TRAVAIL À FAIRE:
• a. Dans l'article sur les bonnes entreprises pour un investisseur, relevez tous les passages placés entre parenthèses dans les paragraphes qui commencent par « Nous discutions » et « Une si heureuse combinaison ».
• b. Rédigez, s'il vous plaît, la suite de l'article sur les bonnes entreprises pour un investisseur, à partir de la dernière phrase.

BLOC DE TEXTE:
§ §
Qu'est-ce qu'une bonne entreprise pour un investisseur ? (2/2)

Acheter les actions d'une entreprise, c'est devenir propriétaire d'une partie de son capital et, par extension, d'une partie des profits générés par ce dernier une fois mis au travail dans les opérations (le "business"). Une légitime première question à se poser est donc : s'agit-il d'un bon "business" ? par les analystes de L'Investisseur Français (*).

Nous discutions dans la première partie de cet article d'un concept fondamental : à court-terme (un horizon de quelques années), un business ordinaire peut tout à fait être un investissement parfait (par exemple si on l'achète à une fraction de sa valeur liquidative); mais à plus long-terme, et surtout au bon prix, un business extraordinaire peut être un investissement plus que parfait -- un investissement absolument merveilleux.

Deux indices

Nous le disions, deux indices permettent traditionnellement d'identifier un business extraordinaire : (1) une capacité bénéficiaire éprouvée et durable, (2) doublée de retours sur capitaux élevés.

Une si heureuse combinaison est rendue possible par l'existence (et l'entretien) d'un avantage concurrentiel majeur -- ce que Warren Buffett a dans son folklorique jargon baptisé un "moat" (en francais : une douve), censée entourer le château fort (le business) et le protéger des concurrents agressifs venus lui disputer des parts de marché.

Trois types distincts

Cet avantage compétitif se décline -- dans la plupart des cas -- selon trois types, distincts et parfois complémentaires.

Premier type d'avantage compétitif : un imbattable coût de production unitaire, si possible couplé à une croissance du chiffre d'affaires et des profits. Le business gagne ainsi toujours plus en économies d'échelle.
§ §
DONNÉES FOURNIES:
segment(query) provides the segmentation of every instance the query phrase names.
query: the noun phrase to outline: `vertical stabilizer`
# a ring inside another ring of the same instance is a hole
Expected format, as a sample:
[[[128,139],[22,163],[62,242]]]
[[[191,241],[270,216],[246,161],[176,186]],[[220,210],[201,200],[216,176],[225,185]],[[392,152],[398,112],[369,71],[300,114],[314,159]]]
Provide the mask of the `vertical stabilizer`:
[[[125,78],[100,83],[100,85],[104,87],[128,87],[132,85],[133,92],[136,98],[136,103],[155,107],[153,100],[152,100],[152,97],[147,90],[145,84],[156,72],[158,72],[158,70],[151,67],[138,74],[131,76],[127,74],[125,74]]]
§ §
RÉPONSES AUX PROBLÈMES:
• a.
- un horizon de quelques années
- par exemple si on l'achète à une fraction de sa valeur liquidative
- et l'entretien
- en francais : une douve
- le business

• b.
Nike est un bon exemple. En amont, le coût de fabrication unitaire d'une paire de chaussures y est inférieur à toute la concurrence. En aval, la marque jouit d'un authentique pricing power, et peut ainsi se permettre de vendre la dite paire de chaussures à un prix supérieur à toute la concurrence. Gagnant sur tous les tableaux : c'est le meilleur des deux mondes.

Grâce à ces marges, Nike finance des campagnes de marketing toujours plus globales et spectaculaires, s'assure le sponsorship des icônes du sport mondial, et renforce ainsi sans cesse la valeur économique de sa franchise. Conséquence : les ventes augmentent, et mécaniquement le coût de production unitaire continue de diminuer -- a fortiori ici, puisque ajouter de nouvelles lignes de production ne coûte quasiment rien, sinon un peu de personnel (payé les salaires que l'on sait).

Cercle vertueux

Autrement dit : plus de ventes égal un coût de production unitaire moindre, égal plus de marges, égal plus de budget pour le marketing, égal plus de ventes, égal un coût de production unitaire moindre, égal plus de marges... Le cercle est vertueux, et l'avantage compétitif se renforce de lui-même : le plus Nike vend de chaussures, le plus son avantage compétitif s'accroît.

On retrouve une dynamique similaire chez Intel (les éternels perdants d'AMD pourront en témoigner) ou chez Boeing et Airbus (Bombardier ou Embraer continuent d'en faire les frais) : une échelle inégalée leur permet d'être les seuls rentables parmi leurs industries, et de parfaitement dominer ces dernières.

Taille critique

A moins d'atteindre une taille critique (sans profits à réinvestir, ce sera difficile) leurs rivaux ne peuvent s'aligner sur leurs coûts de production unitaires. Si dans les contes, David bat parfois Goliath, dans la réalité, le combat est perdu d'avance.

Attention : quand le business sous-jacent est de qualité, des dizaines de milliards dépensés en marketing et R&D au fil des années augmentent effectivement la valeur économique de la franchise (voir notre article sur Intel, une franchise à toute épreuve). Mais quand le business sous-jacent est médiocre (cyclique et à faibles retours sur capitaux), ces milliards investis n'y suffisent pas, et servent plutôt de caution à la survie (par exemple : Mercedes Benz).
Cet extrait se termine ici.